(Dataset entries)
************

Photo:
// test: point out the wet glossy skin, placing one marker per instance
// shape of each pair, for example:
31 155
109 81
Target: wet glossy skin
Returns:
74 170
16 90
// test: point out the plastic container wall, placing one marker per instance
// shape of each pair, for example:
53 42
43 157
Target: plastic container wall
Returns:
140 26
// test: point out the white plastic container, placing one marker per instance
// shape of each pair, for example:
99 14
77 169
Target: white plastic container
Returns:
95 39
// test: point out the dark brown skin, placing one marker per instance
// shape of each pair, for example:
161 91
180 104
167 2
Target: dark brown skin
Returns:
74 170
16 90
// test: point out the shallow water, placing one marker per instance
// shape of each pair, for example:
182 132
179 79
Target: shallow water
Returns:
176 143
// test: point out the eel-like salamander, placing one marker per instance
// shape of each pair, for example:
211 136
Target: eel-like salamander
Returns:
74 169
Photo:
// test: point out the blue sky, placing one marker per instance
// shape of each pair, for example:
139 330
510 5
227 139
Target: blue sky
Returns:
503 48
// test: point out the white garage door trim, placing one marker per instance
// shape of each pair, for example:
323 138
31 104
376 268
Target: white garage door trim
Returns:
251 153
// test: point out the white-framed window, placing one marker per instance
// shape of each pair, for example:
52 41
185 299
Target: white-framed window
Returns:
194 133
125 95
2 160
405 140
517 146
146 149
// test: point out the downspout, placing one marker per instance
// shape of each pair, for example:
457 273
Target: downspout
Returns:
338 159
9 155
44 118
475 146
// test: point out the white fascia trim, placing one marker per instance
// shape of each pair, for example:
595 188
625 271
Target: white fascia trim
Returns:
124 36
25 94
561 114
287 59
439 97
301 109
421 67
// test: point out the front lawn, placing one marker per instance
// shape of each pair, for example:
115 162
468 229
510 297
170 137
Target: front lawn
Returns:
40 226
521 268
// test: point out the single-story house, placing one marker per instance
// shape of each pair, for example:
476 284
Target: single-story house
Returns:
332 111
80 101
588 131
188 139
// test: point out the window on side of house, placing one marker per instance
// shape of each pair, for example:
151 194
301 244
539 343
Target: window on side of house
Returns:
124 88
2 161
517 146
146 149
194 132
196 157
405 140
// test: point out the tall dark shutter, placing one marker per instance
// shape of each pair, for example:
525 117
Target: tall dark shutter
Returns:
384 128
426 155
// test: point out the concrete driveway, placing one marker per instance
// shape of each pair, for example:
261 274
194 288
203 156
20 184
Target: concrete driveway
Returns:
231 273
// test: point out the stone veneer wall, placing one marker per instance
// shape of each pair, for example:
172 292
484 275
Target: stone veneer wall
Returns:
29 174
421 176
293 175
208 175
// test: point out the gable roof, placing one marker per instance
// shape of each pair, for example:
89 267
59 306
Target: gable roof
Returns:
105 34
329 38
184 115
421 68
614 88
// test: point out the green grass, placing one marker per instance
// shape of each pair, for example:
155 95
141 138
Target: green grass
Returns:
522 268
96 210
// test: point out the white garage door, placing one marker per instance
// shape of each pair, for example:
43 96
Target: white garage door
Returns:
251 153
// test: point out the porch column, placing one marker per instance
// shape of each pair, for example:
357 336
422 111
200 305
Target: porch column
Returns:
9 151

************

*What is needed:* Reply with the number of lines in the preceding entries that contain "concrete", and no other words.

*Result for this task:* 2